REQUIREMENT 1
Update the listing from its first line through the line containing "277 726 L 503" so that "blue sky" becomes "clear sky", keeping everything else the same.

DOCUMENT SEGMENT
Project Description

JMT Standing Stone Marker

OBJECTIVE: The Foundation would like to erect a Standing Stone Marker at the John Muir Trail’s Historic Starting Point in Yosemite Valley

JMT Standing Stone Marker

OBJECTIVE: The Foundation would like to erect a Standing Stone Marker at the John Muir Trail’s Historic Starting Point in Yosemite Valley

 

The JMT Foundation proposes to mark the early-20th century starting point of the JMT in Yosemite Valley at the former LeConte Memorial Lodge, now the Yosemite Conservation Heritage Center. For the first half of the 20th century, the Sierra Club began its annual summer “High Trips” from the entry courtyard of this historic lodge, now a National Historic Landmark.

Most national scenic trails have a marker erected at the starting and ending points of the trail. Photographs of high country backpackers, Yosemite Valley day hikers or park visitors are a fitting way to record these important moments. Along with a bronze plaque that would provide a narrative of the JMT’s history, such a trail origin marker would signify the promise of adventures that lie ahead. We at the JMT Foundation believe that the John Muir Trail deserves such a permanent kind of origin – and terminus – recognition.

REQUIREMENT 2
Retype the trail marker proposal word for word from "Project Description" to "National Historic Landmark.".

Records from an annotation dataset
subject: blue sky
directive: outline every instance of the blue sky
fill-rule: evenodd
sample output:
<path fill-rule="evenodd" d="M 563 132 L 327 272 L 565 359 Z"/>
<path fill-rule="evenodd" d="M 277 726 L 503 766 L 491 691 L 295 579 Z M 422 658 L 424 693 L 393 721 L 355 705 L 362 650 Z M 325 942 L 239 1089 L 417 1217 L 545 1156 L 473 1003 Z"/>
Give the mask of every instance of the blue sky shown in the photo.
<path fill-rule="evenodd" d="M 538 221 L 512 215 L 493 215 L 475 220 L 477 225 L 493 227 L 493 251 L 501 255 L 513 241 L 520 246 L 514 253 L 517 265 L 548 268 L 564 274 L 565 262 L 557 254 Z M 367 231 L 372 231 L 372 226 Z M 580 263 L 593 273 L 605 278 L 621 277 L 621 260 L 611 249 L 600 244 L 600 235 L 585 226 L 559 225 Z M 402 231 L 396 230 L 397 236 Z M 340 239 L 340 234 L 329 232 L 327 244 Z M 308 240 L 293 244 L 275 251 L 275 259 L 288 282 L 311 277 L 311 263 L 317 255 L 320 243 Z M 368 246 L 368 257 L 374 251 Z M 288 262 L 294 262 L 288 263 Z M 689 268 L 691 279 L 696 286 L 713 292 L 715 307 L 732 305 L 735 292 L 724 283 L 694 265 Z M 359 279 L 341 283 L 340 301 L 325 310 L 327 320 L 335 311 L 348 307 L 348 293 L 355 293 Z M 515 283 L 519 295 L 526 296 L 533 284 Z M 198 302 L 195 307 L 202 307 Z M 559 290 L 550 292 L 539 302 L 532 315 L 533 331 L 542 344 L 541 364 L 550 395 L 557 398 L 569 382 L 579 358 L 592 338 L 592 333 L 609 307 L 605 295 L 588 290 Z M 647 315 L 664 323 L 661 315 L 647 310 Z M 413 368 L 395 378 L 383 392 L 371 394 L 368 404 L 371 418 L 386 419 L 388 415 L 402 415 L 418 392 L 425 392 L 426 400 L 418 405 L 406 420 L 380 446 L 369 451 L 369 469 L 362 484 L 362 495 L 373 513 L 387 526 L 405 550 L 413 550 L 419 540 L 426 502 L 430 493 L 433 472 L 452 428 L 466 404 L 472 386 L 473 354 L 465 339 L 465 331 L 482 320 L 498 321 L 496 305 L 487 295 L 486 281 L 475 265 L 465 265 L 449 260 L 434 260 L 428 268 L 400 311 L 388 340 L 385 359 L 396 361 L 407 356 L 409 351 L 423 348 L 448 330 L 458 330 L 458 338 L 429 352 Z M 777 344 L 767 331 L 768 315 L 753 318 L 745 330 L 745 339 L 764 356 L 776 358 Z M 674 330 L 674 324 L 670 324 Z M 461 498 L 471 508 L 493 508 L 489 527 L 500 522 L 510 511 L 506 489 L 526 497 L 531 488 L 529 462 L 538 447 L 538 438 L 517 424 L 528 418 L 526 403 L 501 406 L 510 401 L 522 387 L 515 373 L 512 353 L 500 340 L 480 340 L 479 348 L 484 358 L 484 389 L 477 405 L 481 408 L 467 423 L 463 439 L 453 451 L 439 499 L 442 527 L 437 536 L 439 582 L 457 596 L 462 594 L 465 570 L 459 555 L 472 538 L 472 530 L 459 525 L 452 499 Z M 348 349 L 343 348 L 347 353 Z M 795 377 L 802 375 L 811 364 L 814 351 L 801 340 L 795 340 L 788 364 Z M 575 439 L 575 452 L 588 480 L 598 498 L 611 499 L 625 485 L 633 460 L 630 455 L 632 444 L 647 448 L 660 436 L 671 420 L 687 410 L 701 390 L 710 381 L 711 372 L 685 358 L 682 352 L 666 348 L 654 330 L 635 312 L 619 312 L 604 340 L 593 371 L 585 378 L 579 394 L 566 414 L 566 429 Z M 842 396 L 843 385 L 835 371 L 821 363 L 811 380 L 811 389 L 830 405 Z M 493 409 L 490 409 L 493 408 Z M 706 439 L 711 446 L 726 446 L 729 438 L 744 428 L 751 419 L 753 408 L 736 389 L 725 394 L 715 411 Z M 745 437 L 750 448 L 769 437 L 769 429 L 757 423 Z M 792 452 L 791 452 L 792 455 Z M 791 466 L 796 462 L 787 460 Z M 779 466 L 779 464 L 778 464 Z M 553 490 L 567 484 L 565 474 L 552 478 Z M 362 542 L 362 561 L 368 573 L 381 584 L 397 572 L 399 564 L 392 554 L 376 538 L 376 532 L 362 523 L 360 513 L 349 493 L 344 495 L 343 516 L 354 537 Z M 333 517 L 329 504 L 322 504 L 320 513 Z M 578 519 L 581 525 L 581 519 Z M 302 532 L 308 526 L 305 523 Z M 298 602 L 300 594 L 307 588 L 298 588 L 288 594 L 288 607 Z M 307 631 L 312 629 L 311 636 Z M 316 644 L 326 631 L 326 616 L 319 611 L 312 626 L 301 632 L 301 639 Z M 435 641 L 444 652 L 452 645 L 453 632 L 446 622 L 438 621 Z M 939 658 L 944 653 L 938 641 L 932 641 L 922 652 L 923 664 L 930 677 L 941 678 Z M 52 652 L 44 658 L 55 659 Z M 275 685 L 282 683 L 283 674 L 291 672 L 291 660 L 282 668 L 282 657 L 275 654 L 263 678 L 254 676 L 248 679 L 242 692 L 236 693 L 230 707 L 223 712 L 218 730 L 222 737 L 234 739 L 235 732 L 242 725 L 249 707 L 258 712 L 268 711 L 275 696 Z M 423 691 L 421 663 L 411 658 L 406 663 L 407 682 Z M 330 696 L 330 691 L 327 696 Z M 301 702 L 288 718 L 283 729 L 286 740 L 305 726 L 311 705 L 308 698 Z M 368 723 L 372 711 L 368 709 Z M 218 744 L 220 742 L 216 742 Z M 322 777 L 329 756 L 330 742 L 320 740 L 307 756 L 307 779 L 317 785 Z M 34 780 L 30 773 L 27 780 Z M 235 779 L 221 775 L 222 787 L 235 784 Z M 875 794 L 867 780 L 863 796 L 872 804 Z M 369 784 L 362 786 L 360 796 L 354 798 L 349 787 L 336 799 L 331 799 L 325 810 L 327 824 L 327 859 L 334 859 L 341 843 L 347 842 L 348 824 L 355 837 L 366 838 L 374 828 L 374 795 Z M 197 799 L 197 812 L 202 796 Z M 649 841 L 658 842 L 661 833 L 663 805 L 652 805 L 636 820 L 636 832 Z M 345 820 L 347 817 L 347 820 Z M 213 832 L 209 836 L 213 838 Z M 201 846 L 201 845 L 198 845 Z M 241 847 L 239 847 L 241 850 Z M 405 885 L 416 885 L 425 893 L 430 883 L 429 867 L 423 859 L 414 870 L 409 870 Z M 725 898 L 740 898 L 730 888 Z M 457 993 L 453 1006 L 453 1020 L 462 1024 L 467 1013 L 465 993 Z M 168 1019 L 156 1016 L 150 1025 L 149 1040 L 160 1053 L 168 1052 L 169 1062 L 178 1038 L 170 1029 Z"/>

COMPLETE ANSWER 1
subject: clear sky
directive: outline every instance of the clear sky
fill-rule: evenodd
sample output:
<path fill-rule="evenodd" d="M 563 132 L 327 272 L 565 359 Z"/>
<path fill-rule="evenodd" d="M 277 726 L 503 766 L 491 691 L 295 579 Z M 422 658 L 424 693 L 393 721 L 355 705 L 362 650 Z M 325 942 L 239 1089 L 417 1217 L 545 1156 L 473 1003 Z"/>

COMPLETE ANSWER 2
Project Description

JMT Standing Stone Marker

OBJECTIVE: The Foundation would like to erect a Standing Stone Marker at the John Muir Trail’s Historic Starting Point in Yosemite Valley

JMT Standing Stone Marker

OBJECTIVE: The Foundation would like to erect a Standing Stone Marker at the John Muir Trail’s Historic Starting Point in Yosemite Valley

 

The JMT Foundation proposes to mark the early-20th century starting point of the JMT in Yosemite Valley at the former LeConte Memorial Lodge, now the Yosemite Conservation Heritage Center. For the first half of the 20th century, the Sierra Club began its annual summer “High Trips” from the entry courtyard of this historic lodge, now a National Historic Landmark.